Description of the task
Find the lines of data that contain the string "query", then list them.

Region pointing data
Start of Block
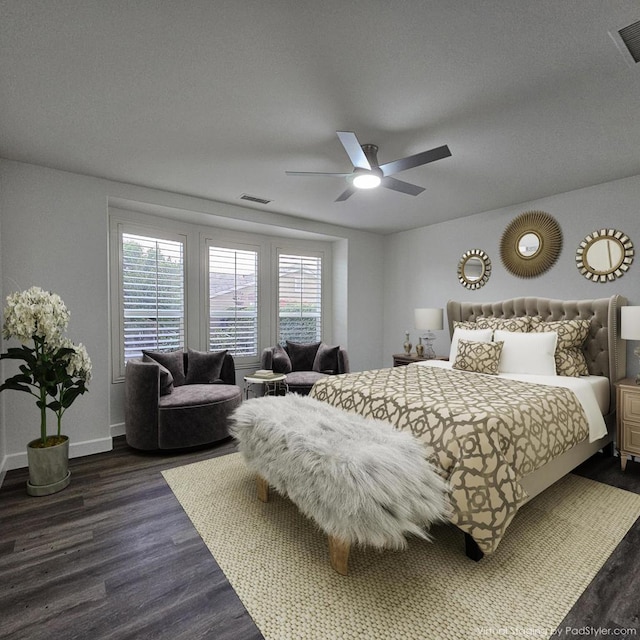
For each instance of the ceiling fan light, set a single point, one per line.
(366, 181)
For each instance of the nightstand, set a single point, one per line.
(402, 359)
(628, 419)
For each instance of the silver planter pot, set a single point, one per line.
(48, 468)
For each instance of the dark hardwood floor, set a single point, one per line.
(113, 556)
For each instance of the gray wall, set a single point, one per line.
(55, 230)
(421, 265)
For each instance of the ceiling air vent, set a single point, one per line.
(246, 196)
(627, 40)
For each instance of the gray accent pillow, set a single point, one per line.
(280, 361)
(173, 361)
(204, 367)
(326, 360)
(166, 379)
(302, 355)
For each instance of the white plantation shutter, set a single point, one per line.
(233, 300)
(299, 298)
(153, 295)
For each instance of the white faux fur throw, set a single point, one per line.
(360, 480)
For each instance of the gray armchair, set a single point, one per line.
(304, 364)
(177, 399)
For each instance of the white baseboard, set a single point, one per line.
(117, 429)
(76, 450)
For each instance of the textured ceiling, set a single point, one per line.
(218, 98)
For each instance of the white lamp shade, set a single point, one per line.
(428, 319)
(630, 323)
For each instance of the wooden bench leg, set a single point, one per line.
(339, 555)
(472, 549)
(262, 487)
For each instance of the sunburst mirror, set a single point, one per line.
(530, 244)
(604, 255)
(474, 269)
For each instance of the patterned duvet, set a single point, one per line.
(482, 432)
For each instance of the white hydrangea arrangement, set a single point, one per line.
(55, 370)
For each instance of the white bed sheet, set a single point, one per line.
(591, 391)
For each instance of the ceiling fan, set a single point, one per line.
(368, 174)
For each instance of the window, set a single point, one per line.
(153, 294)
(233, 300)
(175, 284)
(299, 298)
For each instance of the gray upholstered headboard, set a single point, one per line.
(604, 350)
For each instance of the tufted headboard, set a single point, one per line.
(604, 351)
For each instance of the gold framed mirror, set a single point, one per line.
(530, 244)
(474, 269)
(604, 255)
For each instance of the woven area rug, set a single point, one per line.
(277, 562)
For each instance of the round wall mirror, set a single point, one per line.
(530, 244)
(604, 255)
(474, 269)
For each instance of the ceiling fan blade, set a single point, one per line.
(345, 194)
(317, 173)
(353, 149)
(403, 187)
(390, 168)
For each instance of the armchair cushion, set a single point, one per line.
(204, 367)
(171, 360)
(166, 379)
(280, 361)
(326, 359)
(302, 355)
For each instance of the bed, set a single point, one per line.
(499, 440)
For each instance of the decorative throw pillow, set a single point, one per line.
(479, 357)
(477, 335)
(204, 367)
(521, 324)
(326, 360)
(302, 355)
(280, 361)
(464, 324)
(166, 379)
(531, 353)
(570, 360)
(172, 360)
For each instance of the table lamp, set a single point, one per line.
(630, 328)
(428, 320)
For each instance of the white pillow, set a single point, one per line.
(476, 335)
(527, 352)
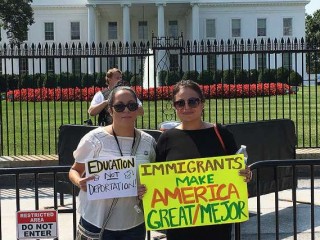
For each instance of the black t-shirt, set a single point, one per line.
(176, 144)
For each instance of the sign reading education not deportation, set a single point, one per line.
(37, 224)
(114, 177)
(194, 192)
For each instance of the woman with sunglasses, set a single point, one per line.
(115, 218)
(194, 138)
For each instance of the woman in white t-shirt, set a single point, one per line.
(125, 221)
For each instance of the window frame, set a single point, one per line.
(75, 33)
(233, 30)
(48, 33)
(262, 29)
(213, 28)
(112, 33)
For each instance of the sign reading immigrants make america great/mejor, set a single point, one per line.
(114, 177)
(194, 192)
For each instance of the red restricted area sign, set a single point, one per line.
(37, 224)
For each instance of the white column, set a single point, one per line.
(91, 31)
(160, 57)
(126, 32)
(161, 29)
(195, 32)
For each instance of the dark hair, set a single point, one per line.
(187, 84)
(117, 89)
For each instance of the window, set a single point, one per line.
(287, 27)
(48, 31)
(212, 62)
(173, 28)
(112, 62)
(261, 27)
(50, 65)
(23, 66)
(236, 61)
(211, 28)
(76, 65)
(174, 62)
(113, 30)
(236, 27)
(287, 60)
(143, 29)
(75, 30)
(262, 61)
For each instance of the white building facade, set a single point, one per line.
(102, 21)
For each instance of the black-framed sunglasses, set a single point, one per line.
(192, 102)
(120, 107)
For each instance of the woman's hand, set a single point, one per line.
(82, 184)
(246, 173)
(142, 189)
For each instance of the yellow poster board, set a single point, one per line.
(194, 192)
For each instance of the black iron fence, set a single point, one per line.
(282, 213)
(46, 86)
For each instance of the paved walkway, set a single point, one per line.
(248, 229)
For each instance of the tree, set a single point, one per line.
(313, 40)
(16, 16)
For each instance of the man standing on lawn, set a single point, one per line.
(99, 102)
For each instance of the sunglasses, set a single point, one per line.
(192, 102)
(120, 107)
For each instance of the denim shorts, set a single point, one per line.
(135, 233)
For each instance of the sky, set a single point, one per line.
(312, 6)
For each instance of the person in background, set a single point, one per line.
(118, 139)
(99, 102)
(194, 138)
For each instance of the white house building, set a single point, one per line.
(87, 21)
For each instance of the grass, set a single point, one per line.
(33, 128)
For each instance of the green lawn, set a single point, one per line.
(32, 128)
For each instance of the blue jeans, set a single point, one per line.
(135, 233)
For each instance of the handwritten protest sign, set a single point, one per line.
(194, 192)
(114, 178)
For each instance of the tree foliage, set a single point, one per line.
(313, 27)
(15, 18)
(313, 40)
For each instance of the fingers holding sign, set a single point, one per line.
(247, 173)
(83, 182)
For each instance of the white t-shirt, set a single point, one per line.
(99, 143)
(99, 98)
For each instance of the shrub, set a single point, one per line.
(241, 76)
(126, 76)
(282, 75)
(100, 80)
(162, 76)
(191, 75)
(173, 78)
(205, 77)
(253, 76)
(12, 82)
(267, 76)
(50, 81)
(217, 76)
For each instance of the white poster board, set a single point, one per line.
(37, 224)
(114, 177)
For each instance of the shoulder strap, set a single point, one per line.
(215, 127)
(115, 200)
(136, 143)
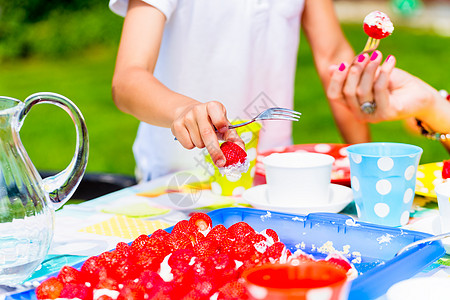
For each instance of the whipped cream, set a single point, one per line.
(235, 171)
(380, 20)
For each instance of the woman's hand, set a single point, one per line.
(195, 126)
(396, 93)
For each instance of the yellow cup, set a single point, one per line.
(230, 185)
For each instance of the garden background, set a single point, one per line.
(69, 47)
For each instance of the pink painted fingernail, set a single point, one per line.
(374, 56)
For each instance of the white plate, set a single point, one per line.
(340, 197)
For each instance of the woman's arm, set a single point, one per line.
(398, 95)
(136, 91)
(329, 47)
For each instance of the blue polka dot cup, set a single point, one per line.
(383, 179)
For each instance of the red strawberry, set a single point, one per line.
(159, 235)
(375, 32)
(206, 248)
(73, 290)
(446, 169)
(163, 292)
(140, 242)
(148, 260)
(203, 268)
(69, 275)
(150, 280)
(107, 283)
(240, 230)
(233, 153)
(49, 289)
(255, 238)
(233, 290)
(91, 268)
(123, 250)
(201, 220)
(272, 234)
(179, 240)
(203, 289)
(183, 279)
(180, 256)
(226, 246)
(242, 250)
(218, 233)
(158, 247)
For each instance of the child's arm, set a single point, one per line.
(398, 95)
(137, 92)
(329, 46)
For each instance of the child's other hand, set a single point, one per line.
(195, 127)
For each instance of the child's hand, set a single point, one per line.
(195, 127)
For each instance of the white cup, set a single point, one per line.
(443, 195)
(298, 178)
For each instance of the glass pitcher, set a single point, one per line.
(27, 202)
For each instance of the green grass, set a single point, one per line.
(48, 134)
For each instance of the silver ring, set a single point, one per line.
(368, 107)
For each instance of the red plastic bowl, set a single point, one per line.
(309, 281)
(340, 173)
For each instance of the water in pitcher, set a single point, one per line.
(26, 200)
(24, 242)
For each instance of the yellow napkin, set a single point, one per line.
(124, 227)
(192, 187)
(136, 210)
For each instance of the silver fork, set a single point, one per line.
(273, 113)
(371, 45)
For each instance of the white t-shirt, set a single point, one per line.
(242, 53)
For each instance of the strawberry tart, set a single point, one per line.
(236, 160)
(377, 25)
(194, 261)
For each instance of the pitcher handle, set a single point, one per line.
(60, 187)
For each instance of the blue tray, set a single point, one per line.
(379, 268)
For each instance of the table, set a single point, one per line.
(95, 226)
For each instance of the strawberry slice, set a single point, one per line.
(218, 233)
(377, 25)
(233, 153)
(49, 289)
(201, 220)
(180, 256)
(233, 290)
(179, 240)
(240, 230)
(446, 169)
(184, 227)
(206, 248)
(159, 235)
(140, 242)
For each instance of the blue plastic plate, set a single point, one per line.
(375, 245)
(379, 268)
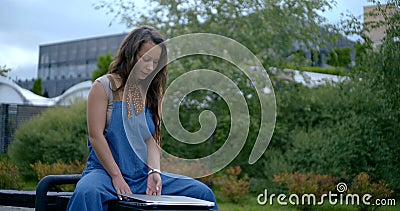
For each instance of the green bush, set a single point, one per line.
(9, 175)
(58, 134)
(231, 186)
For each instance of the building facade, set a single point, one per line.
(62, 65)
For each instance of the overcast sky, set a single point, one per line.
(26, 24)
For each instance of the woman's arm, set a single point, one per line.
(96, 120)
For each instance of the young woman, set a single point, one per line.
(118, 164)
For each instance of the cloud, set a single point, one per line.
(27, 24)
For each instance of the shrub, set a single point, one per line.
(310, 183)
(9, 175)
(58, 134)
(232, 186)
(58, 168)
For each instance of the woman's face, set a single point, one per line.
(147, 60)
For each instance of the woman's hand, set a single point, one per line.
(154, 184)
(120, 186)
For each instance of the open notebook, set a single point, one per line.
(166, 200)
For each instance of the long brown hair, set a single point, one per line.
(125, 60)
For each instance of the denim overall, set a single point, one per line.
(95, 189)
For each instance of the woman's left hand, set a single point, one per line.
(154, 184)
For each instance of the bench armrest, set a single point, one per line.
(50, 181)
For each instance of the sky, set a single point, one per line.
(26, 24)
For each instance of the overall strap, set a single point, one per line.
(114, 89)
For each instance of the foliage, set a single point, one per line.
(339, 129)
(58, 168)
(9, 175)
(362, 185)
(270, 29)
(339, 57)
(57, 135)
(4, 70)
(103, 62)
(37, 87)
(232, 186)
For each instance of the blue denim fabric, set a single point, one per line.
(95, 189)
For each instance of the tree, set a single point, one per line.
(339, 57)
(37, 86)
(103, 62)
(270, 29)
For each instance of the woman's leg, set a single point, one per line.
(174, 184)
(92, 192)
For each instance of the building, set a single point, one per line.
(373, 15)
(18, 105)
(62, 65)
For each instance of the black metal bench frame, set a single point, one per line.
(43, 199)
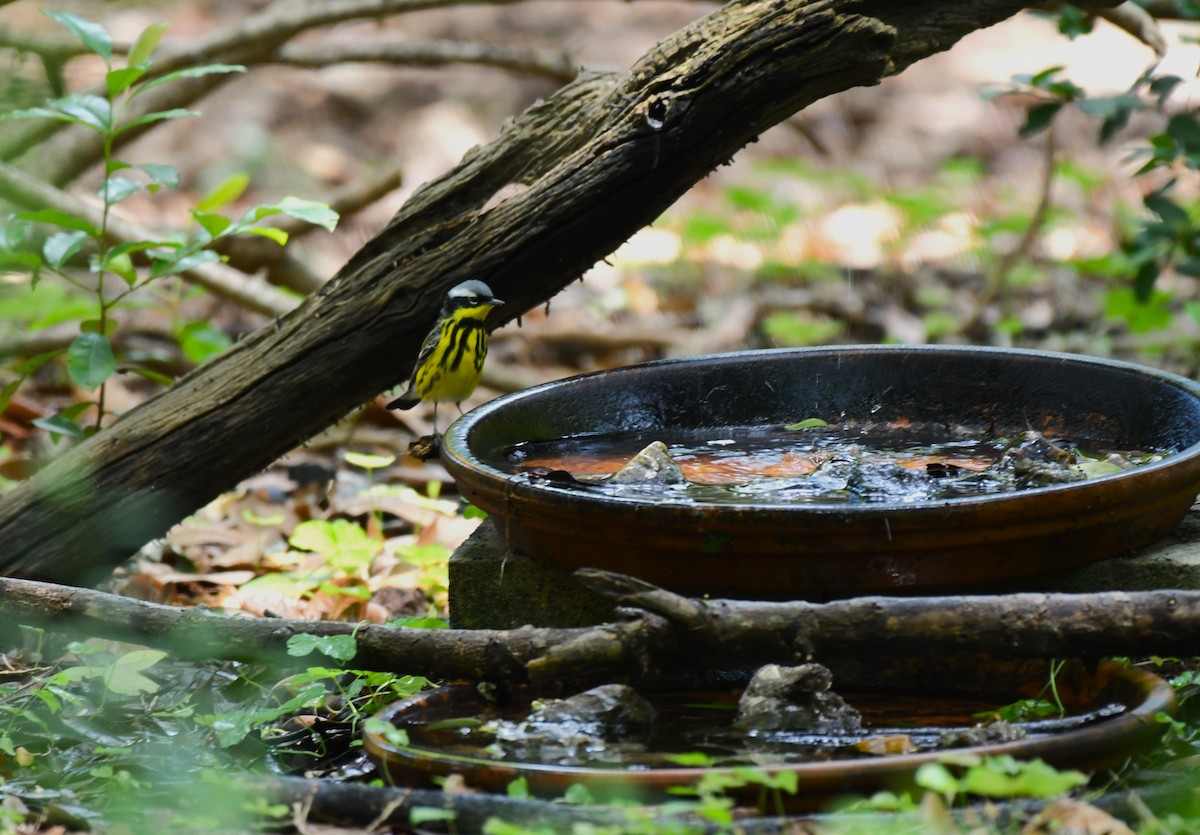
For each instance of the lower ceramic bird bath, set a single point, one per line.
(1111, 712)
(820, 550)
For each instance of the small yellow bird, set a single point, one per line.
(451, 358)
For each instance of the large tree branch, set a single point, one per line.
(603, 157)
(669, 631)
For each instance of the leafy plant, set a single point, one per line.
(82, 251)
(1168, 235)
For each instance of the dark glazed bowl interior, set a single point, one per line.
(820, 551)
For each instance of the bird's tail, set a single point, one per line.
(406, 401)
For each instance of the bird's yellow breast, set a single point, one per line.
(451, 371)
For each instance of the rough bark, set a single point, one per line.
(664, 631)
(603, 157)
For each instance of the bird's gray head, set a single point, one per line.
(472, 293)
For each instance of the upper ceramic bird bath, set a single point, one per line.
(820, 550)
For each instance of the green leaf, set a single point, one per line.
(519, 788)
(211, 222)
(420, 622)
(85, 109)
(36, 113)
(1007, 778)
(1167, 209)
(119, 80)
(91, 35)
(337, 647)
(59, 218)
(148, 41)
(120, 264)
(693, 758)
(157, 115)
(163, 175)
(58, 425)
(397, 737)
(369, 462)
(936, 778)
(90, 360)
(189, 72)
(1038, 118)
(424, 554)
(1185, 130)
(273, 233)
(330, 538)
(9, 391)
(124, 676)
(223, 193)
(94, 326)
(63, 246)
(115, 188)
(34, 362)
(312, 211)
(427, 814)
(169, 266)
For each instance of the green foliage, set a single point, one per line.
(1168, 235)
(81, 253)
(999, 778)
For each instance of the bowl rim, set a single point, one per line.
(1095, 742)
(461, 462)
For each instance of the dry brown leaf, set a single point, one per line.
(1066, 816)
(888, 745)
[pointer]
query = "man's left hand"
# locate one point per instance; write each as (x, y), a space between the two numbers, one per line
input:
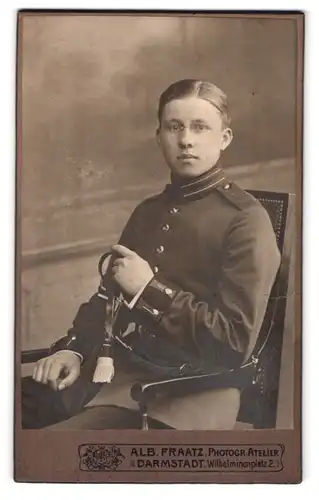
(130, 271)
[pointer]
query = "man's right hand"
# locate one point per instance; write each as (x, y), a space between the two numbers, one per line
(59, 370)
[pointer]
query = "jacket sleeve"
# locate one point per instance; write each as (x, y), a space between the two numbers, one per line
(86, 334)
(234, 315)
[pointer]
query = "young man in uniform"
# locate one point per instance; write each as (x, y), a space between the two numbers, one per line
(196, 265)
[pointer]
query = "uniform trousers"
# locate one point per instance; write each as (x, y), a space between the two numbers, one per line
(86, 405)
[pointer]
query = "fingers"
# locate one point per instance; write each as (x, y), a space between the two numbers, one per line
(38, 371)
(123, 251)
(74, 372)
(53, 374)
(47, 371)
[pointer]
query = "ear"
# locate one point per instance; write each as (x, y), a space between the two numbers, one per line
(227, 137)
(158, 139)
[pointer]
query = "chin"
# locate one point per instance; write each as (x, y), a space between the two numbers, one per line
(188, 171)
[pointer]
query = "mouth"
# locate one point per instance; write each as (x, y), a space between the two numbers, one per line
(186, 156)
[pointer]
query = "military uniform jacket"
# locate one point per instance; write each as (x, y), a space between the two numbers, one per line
End of Block
Exercise result
query = "man's left hand"
query = "man's right hand"
query = "jacket sleeve"
query = "young man in uniform"
query = "uniform trousers"
query = "fingers"
query = "ear"
query = "chin"
query = "mouth"
query = "military uniform jacket"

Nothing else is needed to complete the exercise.